◆ Short task:
Type out the material below exactly.

** Begin Provided records **

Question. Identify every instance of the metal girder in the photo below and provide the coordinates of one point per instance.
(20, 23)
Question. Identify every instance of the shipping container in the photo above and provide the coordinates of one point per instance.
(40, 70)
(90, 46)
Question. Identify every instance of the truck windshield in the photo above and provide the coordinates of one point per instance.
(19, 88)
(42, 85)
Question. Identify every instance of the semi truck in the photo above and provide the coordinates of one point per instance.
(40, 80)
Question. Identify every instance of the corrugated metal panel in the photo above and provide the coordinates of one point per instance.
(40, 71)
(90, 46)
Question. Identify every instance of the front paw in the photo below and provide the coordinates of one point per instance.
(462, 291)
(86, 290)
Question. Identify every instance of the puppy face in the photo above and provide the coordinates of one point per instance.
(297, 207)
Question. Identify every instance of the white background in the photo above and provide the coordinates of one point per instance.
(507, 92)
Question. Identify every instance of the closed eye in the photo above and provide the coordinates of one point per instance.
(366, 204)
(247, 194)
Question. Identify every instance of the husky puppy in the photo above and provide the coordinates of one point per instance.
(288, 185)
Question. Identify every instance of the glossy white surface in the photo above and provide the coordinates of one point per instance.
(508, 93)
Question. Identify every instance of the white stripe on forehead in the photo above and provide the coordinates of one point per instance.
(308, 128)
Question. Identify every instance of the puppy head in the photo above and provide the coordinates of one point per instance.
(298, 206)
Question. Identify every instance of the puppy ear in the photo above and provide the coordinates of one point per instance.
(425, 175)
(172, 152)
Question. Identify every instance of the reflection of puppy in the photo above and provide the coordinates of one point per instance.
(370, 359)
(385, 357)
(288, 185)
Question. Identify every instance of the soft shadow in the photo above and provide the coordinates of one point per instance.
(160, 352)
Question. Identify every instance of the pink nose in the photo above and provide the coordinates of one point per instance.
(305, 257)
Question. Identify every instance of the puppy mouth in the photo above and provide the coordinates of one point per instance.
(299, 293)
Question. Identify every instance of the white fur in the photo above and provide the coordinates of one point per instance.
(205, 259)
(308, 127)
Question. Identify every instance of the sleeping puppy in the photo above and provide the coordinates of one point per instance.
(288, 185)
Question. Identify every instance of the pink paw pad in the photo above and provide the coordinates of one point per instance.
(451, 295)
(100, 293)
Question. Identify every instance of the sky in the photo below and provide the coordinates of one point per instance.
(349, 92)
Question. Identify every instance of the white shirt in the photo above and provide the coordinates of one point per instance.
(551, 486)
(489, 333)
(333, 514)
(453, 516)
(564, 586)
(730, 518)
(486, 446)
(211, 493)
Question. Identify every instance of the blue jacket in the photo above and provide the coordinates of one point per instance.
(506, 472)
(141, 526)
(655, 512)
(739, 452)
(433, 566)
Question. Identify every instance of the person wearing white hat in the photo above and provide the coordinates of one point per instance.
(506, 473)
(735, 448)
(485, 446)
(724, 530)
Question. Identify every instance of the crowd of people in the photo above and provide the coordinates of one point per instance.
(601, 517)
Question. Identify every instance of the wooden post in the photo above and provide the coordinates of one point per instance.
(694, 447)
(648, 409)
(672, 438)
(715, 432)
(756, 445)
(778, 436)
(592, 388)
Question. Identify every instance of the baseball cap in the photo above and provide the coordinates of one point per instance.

** End Provided records **

◆ Task response:
Question. Identify every instance of the metal girder in the photo below and provide the coordinates of one point per instance.
(20, 23)
Question. Identify every instance of the shipping container in the photo above and provide the coordinates of one point per instance.
(40, 70)
(90, 46)
Question. Identify every instance of the truck windshield in the photo above and provide the coordinates of one point per instance.
(19, 88)
(42, 85)
Question. Identify every instance of the semi truck in the photo above and provide the coordinates of one point per instance.
(40, 80)
Question. Identify every instance of the corrugated metal panel in the photo above and provide the coordinates of one point per instance.
(40, 71)
(90, 46)
Question. Identify every instance of the front paw in the photo below and provide the coordinates of one point per instance.
(462, 291)
(86, 290)
Question. Identify every instance of the puppy face in the photo above and provide the coordinates of one point per instance.
(297, 207)
Question. Identify every instance of the white background in the photo above and provide the coordinates of one point per instance.
(507, 92)
Question. Identify every instance of the closed eye in the photo above and provide the coordinates of one point per instance.
(366, 204)
(247, 194)
Question. Identify every instance of the husky puppy in the photo above and provide the coordinates of one point per instance.
(288, 185)
Question. Identify every instance of the glossy white surface in the photo above and provide the coordinates of one point per instance.
(508, 93)
Question. Identify every instance of the white stripe on forehead in the photo above and provide the coordinates of one point per instance.
(308, 128)
Question. Identify every instance of the puppy head in the photo above and provide the coordinates of one point per instance.
(298, 206)
Question. Identify every instance of the puppy ear in the photo above and provide the coordinates of one point per instance.
(425, 175)
(172, 152)
Question. Identify every instance of the reflection of puppy in the photo above and provide the coordinates of one point per instance.
(370, 359)
(385, 357)
(288, 185)
Question. Identify every instance of the soft shadow in the photo above and provide the coordinates of one point per instance.
(160, 352)
Question. Identify every instance of the pink nose in the photo above and provide the coordinates of one point per instance.
(305, 257)
Question. Identify every instance of the puppy mouth in the photo above and provide the coordinates of one point per instance.
(299, 293)
Question. Identify every instance of the white fur in the photo above and provide the coordinates of one point per instance.
(205, 259)
(308, 127)
Question. Identify every instance of the sleeping puppy in the photo above and provide the coordinates of one point per instance.
(288, 185)
Question. Identify every instance of the pink paw pad in the photo above and provide the coordinates of one point per instance.
(451, 295)
(100, 293)
Question. Identify every instance of the sky in the photo below and provide the coordinates of one point per instance.
(349, 92)
Question. Identify every instance of the white shirt in the photo above and provide the coordinates of one point per instance.
(551, 486)
(489, 333)
(333, 514)
(453, 516)
(564, 586)
(730, 518)
(486, 446)
(211, 493)
Question. Identify every instance of the blue jacket in the photo above and provide the coordinates of one point per instance.
(506, 472)
(141, 526)
(655, 512)
(739, 452)
(433, 566)
Question. Identify every instance of the person wearing white hat in the photo above and provide the coordinates of one point per instance.
(506, 473)
(735, 448)
(485, 446)
(724, 530)
Question. Identify every instance of the crowd of people in the photo above and provide the coordinates of one point per instance.
(601, 517)
Question. Identify every instance of the wooden post in the photo above and provide the coordinates of one point per instance.
(694, 447)
(648, 409)
(672, 438)
(715, 432)
(756, 445)
(778, 436)
(592, 388)
Question. Identify every instance of the baseball cap in the photo above and provide the coordinates of one point per instance.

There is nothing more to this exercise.